Lançado em 25 de junho de 2003 pelo presidente Lula, o bilionário programa de microcrédito do governo federal ainda é marcado por dúvidas quanto a seus resultados e críticas da sociedade civil. De um lado, as linhas de crédito orientadas para pequenos empreendedores, mantidas sobretudo pelo BNDES (Banco Nacional de Desenvolvimento Econômico e Social), não conquistaram novos clientes. De outro, o microcrédito ao consumo popular, oferecido por bancos públicos e privados, dá a impressão de avançar, mas com lentidão – na verdade, esses números ainda são uma incógnita, pois o Banco Central só fará sua avaliação em meados de 2004, um ano após o início do projeto.
 
Desde que alterou, em junho de 2003, as regras para acesso às suas linhas de crédito, o BNDES não fechou um novo contrato sequer. O motivo das mudanças era nobre. Além de encontrar irregularidades em acordos firmados na gestão anterior, os executivos do banco afirmaram que as operadoras de microcrédito tinham acesso às linhas de crédito com juros baixos – pouco acima de 10% ao ano -, mas as ofereciam aos clientes com taxas bem superiores, algumas chegando a 80% ao ano. O BNDES decidiu, então, só liberar dinheiro para operadoras que se comprometessem a aplicar juro nunca superior a 2% ao mês (cerca de 25% ao ano), no caso dos empréstimos de R$ 1 mil.

Material fornecido:
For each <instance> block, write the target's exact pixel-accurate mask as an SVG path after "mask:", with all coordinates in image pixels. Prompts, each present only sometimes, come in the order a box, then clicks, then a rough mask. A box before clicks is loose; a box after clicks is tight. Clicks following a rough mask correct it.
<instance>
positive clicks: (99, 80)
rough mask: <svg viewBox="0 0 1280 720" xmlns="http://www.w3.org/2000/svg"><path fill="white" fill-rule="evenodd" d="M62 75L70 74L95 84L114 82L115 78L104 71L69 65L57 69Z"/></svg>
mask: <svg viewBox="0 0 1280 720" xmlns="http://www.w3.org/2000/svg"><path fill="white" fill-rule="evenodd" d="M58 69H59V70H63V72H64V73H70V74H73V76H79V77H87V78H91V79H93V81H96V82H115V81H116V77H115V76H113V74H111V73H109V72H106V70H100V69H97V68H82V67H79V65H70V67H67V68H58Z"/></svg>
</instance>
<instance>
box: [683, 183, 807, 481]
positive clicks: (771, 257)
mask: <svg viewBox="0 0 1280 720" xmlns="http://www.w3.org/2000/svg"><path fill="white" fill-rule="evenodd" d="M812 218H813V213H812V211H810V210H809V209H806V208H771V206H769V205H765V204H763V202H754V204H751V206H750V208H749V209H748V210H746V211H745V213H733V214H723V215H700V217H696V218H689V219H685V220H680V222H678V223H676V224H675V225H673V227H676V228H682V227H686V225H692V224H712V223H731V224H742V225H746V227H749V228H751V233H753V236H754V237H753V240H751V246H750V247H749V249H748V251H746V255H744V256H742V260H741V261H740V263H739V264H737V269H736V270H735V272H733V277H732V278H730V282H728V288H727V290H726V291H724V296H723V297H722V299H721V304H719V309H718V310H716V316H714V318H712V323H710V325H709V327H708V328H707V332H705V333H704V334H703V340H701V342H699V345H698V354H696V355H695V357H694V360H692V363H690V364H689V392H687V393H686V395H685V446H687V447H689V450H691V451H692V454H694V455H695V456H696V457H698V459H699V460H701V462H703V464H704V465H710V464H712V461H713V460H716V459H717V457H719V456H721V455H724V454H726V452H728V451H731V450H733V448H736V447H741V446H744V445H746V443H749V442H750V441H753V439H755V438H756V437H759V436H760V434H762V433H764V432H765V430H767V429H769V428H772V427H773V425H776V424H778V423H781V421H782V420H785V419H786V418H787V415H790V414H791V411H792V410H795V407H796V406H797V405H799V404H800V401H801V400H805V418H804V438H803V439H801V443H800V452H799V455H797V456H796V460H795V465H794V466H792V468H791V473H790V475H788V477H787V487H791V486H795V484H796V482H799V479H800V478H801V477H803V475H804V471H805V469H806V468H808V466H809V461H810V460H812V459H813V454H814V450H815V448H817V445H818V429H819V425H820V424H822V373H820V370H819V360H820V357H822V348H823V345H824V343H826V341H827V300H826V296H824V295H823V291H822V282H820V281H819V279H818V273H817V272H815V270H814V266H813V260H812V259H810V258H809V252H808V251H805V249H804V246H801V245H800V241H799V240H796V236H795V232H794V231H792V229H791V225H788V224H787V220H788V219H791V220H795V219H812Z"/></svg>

Tarefas a cumprir:
**1.** Responda com base no trecho sobre o microcrédito:
(a) Em que data o programa foi lançado?
(b) Quando o Banco Central fará sua avaliação dos números?
(c) Qual juro máximo mensal o BNDES passou a exigir das operadoras nos empréstimos de R$ 1 mil?
**2.** Repita do trecho sobre o microcrédito a parte que começa nas palavras que contêm "Lançado em 25" e termina em "início do projeto.".
Os registros não têm relação com o trecho.

Respostas das tarefas:
**1.**
(a) Em 25 de junho de 2003.
(b) Em meados de 2004.
(c) 2% ao mês (cerca de 25% ao ano).

**2.**
Lançado em 25 de junho de 2003 pelo presidente Lula, o bilionário programa de microcrédito do governo federal ainda é marcado por dúvidas quanto a seus resultados e críticas da sociedade civil. De um lado, as linhas de crédito orientadas para pequenos empreendedores, mantidas sobretudo pelo BNDES (Banco Nacional de Desenvolvimento Econômico e Social), não conquistaram novos clientes. De outro, o microcrédito ao consumo popular, oferecido por bancos públicos e privados, dá a impressão de avançar, mas com lentidão – na verdade, esses números ainda são uma incógnita, pois o Banco Central só fará sua avaliação em meados de 2004, um ano após o início do projeto.